** Begin DATASET EXTRACT **

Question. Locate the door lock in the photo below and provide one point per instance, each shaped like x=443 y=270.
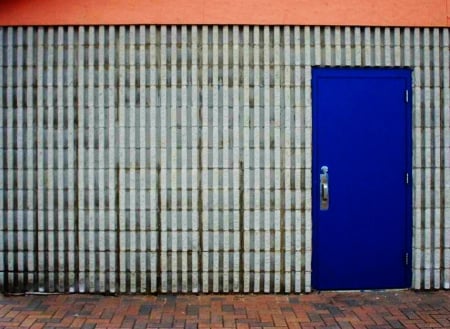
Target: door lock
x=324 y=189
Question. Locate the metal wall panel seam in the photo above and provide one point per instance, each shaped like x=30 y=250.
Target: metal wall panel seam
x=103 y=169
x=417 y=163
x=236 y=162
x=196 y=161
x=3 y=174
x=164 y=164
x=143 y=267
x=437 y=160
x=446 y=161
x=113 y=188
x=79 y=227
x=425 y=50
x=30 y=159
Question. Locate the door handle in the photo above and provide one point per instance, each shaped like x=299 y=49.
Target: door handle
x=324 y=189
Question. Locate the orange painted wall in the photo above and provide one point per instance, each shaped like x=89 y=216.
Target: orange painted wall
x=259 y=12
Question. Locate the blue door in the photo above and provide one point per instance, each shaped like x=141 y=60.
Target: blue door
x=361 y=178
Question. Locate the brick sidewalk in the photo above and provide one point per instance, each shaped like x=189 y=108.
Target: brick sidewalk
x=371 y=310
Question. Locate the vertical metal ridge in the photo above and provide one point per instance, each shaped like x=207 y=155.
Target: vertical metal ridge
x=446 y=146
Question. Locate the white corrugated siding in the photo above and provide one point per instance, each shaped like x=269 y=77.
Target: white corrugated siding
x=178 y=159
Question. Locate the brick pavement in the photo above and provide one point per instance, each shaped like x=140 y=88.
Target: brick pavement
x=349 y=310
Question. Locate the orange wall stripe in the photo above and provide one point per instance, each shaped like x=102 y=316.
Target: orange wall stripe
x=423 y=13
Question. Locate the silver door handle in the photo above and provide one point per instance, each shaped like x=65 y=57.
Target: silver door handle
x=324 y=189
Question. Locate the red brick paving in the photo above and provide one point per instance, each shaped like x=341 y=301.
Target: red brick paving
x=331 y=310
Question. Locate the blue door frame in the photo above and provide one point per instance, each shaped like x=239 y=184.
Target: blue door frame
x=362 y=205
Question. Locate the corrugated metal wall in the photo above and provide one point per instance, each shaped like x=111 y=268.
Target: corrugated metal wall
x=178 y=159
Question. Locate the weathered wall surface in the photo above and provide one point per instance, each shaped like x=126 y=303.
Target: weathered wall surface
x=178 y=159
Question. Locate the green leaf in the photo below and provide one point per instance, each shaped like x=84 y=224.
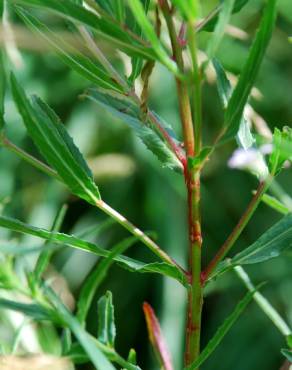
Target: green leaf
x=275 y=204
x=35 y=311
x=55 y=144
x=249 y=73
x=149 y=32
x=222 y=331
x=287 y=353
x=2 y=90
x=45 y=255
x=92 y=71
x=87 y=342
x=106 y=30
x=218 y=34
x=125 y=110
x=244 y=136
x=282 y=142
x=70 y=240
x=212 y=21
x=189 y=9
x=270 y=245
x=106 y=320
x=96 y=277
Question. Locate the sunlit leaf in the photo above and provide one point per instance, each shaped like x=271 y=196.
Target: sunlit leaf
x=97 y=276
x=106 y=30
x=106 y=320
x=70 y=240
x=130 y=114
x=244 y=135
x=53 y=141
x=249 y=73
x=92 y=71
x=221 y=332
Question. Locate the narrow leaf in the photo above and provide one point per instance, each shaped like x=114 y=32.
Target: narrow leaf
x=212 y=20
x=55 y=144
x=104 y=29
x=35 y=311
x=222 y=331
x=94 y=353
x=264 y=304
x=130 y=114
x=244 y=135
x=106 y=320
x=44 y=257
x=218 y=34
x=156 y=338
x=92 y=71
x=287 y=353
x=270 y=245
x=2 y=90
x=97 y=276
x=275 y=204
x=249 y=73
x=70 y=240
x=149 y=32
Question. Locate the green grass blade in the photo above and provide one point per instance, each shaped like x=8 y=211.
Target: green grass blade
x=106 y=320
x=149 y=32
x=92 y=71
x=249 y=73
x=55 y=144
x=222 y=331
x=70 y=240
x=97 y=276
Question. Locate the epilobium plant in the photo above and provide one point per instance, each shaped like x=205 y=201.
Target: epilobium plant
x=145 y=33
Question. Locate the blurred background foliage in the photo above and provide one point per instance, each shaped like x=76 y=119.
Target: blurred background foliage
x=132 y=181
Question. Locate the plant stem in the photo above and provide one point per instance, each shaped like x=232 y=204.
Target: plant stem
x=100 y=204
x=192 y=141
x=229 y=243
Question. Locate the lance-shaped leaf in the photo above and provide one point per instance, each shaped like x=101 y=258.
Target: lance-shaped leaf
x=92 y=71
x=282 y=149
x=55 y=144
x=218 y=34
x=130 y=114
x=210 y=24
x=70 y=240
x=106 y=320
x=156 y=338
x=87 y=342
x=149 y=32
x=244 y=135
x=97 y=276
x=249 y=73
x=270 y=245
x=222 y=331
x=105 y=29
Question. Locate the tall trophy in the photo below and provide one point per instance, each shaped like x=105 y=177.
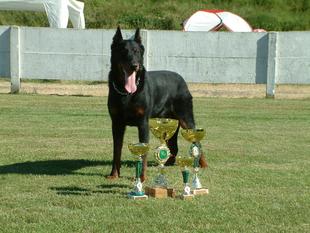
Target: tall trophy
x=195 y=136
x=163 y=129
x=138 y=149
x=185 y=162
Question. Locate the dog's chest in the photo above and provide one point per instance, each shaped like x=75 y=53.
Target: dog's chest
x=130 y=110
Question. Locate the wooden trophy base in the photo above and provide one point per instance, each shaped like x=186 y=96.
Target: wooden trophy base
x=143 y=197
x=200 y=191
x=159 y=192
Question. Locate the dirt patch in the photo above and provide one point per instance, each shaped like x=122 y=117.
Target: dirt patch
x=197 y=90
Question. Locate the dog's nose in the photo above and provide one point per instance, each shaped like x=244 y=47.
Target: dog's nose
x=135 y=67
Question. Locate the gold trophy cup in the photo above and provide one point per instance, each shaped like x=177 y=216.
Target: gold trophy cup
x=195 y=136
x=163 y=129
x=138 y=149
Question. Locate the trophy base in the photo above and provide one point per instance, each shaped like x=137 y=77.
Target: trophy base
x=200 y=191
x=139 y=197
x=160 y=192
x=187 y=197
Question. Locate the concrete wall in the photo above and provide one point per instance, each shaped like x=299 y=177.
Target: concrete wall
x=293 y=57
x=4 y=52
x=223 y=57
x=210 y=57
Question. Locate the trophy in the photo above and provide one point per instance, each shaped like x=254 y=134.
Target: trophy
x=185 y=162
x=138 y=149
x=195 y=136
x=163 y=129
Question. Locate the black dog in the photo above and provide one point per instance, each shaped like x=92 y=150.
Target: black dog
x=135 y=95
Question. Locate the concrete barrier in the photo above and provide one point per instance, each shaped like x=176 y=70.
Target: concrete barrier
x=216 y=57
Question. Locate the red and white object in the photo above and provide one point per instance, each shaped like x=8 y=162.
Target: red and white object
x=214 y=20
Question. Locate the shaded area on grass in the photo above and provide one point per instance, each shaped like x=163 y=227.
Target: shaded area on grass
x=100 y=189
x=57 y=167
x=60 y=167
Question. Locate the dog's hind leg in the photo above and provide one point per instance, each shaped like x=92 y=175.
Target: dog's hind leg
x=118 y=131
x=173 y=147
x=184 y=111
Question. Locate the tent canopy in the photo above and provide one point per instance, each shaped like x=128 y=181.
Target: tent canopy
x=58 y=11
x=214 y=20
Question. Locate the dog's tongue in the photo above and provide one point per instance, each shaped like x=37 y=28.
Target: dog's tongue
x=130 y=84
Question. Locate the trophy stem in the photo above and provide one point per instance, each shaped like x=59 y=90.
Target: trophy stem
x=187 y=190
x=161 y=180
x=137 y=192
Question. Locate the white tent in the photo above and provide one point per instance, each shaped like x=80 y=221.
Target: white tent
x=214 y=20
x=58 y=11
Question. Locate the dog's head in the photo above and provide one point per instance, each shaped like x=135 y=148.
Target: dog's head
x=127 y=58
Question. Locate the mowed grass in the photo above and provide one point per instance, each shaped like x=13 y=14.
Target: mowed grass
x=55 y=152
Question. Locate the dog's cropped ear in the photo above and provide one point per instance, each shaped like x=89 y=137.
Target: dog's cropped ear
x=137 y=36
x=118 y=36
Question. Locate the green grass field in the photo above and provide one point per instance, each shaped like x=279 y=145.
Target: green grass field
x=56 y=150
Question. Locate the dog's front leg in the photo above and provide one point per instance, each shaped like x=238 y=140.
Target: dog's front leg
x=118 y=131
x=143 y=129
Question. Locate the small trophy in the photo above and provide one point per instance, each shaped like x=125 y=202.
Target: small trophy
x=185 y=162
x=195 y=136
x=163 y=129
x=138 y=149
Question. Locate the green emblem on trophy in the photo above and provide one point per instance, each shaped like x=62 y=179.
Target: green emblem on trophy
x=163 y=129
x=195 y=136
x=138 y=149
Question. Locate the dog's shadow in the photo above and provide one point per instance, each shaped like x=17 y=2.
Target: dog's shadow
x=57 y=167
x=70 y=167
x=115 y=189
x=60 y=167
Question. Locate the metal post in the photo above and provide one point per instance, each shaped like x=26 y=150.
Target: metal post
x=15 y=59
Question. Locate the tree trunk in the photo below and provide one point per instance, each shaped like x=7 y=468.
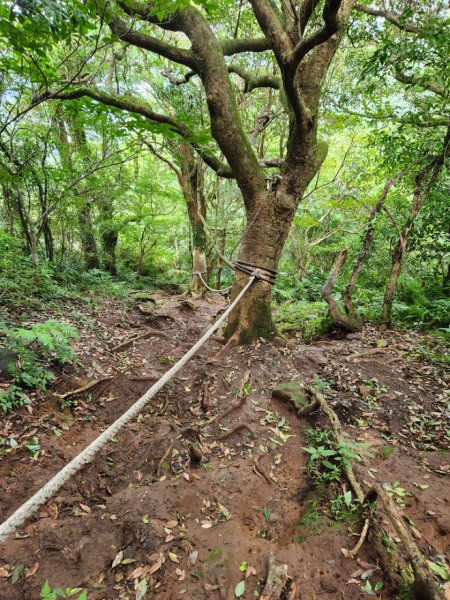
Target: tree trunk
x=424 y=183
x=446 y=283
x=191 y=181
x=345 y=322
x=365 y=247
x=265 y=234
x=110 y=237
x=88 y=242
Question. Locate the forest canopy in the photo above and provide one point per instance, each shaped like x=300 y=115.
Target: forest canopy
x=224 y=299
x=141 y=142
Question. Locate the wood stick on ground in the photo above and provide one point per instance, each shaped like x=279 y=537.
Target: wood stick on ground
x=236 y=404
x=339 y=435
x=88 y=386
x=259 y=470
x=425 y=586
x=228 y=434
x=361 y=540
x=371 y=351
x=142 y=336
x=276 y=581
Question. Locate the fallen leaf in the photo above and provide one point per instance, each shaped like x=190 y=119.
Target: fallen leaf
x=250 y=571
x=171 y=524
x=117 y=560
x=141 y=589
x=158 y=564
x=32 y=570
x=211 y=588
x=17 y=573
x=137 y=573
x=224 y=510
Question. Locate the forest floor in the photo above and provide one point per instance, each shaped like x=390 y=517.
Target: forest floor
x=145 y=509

** End DATASET EXTRACT **
** Begin DATASET EXTRACT **

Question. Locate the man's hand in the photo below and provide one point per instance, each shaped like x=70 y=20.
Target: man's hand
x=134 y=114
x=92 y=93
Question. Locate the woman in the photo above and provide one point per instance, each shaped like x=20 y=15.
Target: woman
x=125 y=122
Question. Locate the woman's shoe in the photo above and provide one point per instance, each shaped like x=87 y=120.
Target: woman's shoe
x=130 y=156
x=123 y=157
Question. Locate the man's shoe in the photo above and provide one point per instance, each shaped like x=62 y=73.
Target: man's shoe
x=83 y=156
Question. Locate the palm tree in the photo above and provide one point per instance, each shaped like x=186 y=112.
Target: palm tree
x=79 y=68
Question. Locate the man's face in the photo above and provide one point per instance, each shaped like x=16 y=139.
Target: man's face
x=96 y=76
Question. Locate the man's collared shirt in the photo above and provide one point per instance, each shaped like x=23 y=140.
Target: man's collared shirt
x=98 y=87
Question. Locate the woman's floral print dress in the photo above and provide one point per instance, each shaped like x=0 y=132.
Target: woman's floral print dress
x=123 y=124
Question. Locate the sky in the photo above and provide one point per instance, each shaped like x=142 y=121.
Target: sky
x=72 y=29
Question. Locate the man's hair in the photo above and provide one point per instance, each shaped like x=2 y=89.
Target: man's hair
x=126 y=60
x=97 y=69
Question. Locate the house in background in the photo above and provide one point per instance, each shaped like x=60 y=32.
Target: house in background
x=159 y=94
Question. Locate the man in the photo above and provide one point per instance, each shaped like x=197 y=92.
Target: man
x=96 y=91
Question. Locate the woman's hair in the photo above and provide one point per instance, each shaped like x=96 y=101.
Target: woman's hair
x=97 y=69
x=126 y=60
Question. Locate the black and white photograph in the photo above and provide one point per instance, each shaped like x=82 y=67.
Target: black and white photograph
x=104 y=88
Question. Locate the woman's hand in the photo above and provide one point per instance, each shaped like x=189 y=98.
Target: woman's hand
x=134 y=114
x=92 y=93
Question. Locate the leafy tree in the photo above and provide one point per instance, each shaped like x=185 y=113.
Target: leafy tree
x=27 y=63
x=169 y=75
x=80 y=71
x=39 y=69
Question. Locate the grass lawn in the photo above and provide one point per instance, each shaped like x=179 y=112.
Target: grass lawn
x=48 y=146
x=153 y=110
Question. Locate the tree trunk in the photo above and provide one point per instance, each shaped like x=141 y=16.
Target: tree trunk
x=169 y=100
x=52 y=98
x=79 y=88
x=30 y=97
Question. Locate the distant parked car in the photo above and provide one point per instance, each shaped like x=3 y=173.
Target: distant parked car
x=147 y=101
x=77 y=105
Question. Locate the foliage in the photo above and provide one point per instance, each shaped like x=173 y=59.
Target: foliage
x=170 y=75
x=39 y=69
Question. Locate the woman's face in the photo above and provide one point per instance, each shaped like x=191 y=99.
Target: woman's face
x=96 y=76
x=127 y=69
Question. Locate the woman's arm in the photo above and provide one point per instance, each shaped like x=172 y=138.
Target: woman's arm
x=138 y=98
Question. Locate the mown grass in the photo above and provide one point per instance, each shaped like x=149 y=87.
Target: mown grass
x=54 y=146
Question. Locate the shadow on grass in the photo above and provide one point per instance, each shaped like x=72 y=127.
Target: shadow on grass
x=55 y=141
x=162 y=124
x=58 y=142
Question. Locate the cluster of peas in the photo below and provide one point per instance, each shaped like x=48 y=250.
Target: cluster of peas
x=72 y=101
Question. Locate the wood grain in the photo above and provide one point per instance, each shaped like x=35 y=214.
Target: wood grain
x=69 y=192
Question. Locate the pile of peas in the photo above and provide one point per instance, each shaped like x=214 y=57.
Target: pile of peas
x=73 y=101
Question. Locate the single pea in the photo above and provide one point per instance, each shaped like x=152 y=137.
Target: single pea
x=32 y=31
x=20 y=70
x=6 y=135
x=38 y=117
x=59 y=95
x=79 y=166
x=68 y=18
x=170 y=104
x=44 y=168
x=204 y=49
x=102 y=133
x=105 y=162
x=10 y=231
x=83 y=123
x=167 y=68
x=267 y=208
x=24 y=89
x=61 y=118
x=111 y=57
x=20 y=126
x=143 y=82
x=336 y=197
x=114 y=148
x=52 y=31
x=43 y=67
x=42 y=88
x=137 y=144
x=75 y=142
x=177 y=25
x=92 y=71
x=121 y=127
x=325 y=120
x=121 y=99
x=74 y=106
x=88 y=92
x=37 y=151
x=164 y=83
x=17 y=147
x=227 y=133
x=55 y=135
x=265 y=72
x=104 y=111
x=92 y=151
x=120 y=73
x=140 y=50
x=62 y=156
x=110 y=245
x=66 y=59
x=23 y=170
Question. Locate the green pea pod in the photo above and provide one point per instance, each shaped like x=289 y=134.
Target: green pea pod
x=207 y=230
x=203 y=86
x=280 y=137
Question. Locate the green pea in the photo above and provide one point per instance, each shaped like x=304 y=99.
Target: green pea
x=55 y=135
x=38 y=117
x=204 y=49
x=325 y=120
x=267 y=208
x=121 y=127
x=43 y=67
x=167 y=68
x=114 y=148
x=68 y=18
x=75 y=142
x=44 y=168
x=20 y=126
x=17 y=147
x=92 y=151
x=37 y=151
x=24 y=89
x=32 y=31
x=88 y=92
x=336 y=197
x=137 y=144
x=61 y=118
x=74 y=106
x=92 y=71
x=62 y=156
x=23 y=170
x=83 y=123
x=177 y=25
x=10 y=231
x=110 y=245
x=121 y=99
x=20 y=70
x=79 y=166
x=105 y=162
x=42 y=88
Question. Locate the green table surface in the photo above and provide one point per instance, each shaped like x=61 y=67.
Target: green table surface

** End DATASET EXTRACT **

__YOUR OBJECTIVE__: Gather every line from the items above that contains the word "silver", and copy each of those lines out in full.

__COMPLETE RESPONSE__:
Question. Locate the silver door handle in the photo above and provide one point per instance, each shaped like x=65 y=57.
Target: silver door handle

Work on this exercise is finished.